● **Passage to read**
[Start of section]
Accidental deaths in army: An avoidable national tragedy
In a huge but seldom talked about national tragedy, around 300 Indian soldiers die every year in road accidents during peace time, according to a just published newspaper report. Further, the report says that the force has lost as many as 6500 of its fully trained men in accidents since the 1999 Kargil conflict, twice as many as its death toll in each of the 1962, 1965 and 1971 wars.
Sure, our soldiers are trained and forever ready to die in the line of duty, which includes protecting the integrity of the nation from external and internal threats and guarding some of the world’s most desolate and inhospitable territories. But is it not unacceptably insensitive to dismiss deaths in road accidents as “killed in action”? Is this martyrdom or mayhem? And most important, can this unnecessary bleeding not be stopped or at least greatly mitigated?
As specialists in the area of trauma care and medical emergency management we know that deaths resulting from accidents and medical crises can be dramatically reduced with a system designed to deliver the ‘right’ medical attention at the ‘right’ time. Despite its massive infrastructure and enormous resources it is not clear whether the army has a highly responsive and fast-acting medical response system with the single-point KRA of attending to peacetime medical emergencies.
Sure, the road accident casualty figures may be insignificant in the context of the scale of operations of the 117 million-strong Indian army. The army’s infantry division alone has 382 battalions, each with about 900 soldiers, many of whom are on the move every day in vehicles ranging from motor cycles to 5-tonne ALS trucks. But should we be measuring the value of human lives purely in statistical terms? Weren’t we taught in primary school that every life is precious? Is this not the philosophy undergirding the profession of medicine itself? Try explaining these deaths to the bereaved families with statistics.
So far we thought that accidental deaths were largely a phenomenon of civilian life where recklessness is often the rule. But the latest revelations show that it is a threat even in the highly protected and regimentalized realms of the defence forces. The numbers involved may be small but it is time that the army trained its guns on making peace-times peaceful for its people.
[End of section]
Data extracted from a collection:
[Start of section]
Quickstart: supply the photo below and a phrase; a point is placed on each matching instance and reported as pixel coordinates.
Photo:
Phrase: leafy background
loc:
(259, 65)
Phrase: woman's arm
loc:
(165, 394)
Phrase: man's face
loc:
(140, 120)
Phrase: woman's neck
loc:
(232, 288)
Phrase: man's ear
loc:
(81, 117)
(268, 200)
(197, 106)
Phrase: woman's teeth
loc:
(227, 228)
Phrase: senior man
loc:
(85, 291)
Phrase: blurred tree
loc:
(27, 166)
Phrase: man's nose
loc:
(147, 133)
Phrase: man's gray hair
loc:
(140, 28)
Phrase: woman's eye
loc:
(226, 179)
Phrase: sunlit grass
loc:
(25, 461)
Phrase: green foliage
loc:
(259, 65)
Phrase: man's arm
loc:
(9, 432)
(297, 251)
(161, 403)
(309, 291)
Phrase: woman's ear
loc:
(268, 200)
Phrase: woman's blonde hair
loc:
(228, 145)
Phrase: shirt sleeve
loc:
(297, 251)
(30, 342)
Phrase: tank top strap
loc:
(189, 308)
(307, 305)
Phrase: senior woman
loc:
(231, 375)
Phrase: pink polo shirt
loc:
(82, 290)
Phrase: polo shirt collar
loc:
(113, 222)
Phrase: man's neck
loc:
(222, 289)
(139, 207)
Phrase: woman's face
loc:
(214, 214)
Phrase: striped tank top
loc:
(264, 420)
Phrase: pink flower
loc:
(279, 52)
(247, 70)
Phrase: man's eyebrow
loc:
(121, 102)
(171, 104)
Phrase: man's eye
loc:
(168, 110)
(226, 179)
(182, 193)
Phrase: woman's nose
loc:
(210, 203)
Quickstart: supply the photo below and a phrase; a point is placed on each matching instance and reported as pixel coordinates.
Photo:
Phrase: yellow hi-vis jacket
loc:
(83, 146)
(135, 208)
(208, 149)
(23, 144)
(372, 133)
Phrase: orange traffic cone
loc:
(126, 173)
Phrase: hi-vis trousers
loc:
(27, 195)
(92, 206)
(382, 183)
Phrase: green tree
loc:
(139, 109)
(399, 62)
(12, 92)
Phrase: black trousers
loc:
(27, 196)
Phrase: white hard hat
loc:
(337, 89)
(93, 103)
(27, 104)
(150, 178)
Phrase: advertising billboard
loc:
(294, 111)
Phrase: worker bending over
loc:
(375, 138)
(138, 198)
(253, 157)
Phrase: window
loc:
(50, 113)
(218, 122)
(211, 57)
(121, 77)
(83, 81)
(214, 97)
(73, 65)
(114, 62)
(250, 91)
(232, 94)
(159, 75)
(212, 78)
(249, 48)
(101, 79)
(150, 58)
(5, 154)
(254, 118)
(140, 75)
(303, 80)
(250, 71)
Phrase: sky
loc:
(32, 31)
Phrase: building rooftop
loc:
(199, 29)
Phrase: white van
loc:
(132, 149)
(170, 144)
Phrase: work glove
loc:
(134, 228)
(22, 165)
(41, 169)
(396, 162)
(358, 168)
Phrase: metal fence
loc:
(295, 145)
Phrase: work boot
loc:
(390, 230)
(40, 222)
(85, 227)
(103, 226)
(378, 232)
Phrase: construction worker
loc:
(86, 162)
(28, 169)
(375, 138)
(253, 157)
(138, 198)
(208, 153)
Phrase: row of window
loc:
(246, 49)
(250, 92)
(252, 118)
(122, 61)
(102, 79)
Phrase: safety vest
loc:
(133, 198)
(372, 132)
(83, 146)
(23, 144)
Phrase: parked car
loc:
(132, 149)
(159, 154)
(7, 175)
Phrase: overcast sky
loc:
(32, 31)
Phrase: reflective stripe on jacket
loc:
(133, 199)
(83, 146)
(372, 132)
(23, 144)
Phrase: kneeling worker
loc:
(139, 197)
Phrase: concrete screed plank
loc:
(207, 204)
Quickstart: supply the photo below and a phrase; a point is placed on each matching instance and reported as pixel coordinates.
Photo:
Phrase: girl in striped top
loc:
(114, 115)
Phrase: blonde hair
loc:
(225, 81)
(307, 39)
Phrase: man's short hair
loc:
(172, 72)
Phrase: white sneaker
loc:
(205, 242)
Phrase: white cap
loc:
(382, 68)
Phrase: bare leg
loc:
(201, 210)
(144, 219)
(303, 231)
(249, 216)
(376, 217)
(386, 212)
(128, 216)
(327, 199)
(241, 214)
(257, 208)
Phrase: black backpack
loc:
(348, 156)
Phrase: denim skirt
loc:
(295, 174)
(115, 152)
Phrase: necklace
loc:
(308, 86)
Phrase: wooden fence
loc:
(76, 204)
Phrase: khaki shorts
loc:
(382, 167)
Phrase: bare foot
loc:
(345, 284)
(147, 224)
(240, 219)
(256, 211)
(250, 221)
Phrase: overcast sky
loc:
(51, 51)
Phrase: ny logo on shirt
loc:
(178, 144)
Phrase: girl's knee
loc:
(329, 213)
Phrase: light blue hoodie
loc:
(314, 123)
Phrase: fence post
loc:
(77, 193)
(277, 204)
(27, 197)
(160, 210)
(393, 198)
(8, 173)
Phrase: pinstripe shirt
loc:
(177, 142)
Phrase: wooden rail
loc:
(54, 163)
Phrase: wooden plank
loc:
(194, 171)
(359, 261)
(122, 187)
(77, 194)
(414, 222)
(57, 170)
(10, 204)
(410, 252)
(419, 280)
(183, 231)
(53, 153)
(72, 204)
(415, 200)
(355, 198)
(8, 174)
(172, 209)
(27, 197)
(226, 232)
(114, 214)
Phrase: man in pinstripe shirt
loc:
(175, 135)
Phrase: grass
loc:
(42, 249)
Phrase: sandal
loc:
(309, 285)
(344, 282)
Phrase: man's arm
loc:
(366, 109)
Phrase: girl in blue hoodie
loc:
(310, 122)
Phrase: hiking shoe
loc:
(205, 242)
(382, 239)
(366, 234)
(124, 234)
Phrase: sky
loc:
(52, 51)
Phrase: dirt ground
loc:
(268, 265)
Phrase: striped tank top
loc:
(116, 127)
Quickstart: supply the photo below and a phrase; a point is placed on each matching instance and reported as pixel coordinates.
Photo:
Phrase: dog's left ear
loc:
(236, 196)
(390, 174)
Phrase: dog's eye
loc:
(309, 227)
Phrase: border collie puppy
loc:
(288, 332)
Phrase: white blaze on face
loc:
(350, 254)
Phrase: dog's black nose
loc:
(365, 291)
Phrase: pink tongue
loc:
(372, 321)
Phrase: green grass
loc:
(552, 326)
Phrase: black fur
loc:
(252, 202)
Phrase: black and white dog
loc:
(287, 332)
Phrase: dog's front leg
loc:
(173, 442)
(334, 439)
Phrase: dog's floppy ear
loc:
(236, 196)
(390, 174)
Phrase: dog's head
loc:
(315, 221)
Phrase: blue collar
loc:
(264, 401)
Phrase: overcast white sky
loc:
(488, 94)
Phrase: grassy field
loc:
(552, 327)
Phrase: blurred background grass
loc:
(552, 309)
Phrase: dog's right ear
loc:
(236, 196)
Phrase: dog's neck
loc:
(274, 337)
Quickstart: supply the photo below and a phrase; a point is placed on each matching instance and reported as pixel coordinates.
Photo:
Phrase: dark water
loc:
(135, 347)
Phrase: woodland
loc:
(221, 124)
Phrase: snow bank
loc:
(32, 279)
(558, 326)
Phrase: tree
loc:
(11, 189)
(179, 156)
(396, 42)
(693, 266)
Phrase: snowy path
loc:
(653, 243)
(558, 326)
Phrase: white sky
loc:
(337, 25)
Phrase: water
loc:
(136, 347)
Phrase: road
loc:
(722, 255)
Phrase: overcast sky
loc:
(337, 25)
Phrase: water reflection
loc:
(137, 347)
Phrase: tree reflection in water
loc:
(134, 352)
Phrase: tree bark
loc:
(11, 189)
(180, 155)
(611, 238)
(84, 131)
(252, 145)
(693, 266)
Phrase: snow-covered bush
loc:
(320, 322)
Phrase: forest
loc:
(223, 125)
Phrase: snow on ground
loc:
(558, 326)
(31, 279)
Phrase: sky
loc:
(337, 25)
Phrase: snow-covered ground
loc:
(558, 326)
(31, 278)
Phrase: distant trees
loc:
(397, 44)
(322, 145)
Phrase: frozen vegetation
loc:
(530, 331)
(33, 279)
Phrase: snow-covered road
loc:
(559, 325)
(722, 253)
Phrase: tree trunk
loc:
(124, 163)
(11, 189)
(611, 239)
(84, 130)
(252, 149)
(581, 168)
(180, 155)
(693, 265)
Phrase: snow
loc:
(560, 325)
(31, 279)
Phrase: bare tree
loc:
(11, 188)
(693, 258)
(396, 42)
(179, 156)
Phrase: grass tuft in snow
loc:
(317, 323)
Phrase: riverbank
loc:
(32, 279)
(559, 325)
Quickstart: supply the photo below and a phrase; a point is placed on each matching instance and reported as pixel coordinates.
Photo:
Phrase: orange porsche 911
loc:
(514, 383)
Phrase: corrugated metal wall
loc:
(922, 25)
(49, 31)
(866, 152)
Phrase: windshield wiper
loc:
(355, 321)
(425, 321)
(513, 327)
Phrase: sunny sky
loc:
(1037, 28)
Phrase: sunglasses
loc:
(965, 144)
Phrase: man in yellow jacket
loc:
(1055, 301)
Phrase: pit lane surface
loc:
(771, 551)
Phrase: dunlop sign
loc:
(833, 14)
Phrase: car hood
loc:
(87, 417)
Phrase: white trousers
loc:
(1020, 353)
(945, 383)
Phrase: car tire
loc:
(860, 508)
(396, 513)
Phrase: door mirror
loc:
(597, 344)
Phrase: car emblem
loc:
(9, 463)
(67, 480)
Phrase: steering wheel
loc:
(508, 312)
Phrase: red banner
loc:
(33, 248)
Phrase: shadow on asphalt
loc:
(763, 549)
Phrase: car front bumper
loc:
[End of section]
Copy out the full passage on accidental deaths in the army, word for word.

Accidental deaths in army: An avoidable national tragedy
In a huge but seldom talked about national tragedy, around 300 Indian soldiers die every year in road accidents during peace time, according to a just published newspaper report. Further, the report says that the force has lost as many as 6500 of its fully trained men in accidents since the 1999 Kargil conflict, twice as many as its death toll in each of the 1962, 1965 and 1971 wars.
Sure, our soldiers are trained and forever ready to die in the line of duty, which includes protecting the integrity of the nation from external and internal threats and guarding some of the world’s most desolate and inhospitable territories. But is it not unacceptably insensitive to dismiss deaths in road accidents as “killed in action”? Is this martyrdom or mayhem? And most important, can this unnecessary bleeding not be stopped or at least greatly mitigated?
As specialists in the area of trauma care and medical emergency management we know that deaths resulting from accidents and medical crises can be dramatically reduced with a system designed to deliver the ‘right’ medical attention at the ‘right’ time. Despite its massive infrastructure and enormous resources it is not clear whether the army has a highly responsive and fast-acting medical response system with the single-point KRA of attending to peacetime medical emergencies.
Sure, the road accident casualty figures may be insignificant in the context of the scale of operations of the 117 million-strong Indian army. The army’s infantry division alone has 382 battalions, each with about 900 soldiers, many of whom are on the move every day in vehicles ranging from motor cycles to 5-tonne ALS trucks. But should we be measuring the value of human lives purely in statistical terms? Weren’t we taught in primary school that every life is precious? Is this not the philosophy undergirding the profession of medicine itself? Try explaining these deaths to the bereaved families with statistics.
So far we thought that accidental deaths were largely a phenomenon of civilian life where recklessness is often the rule. But the latest revelations show that it is a threat even in the highly protected and regimentalized realms of the defence forces. The numbers involved may be small but it is time that the army trained its guns on making peace-times peaceful for its people.